[Exercise aim] How many lines in the material below contain the word "green"? Answer with the number alone.

[Data shown]
* * *

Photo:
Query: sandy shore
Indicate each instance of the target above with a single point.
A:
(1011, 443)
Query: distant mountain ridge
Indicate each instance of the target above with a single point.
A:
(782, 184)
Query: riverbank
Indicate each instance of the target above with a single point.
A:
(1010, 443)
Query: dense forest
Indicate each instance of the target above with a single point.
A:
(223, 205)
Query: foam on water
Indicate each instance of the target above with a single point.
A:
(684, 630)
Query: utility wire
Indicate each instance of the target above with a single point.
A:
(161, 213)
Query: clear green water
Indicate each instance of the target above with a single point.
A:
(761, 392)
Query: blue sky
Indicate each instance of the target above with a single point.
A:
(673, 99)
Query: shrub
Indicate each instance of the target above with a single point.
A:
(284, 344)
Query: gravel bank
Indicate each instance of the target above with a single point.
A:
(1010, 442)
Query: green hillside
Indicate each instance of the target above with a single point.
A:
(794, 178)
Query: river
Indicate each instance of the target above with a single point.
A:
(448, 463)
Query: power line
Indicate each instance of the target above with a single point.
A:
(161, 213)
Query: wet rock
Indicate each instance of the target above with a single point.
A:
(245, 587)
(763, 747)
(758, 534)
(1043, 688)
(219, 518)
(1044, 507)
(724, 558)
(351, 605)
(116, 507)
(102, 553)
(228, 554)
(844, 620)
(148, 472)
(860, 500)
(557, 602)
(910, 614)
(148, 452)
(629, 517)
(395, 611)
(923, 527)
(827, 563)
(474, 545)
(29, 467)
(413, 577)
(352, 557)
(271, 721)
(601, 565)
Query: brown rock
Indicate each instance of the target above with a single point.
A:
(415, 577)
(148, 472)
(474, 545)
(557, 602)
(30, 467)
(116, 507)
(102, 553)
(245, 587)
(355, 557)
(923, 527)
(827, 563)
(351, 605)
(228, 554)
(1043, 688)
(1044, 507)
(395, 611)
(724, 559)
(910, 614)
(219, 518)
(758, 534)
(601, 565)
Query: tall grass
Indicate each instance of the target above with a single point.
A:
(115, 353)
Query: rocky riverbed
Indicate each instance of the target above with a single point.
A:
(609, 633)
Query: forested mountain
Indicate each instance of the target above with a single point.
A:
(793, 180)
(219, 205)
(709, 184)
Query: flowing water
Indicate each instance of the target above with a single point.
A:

* * *

[Your response] 2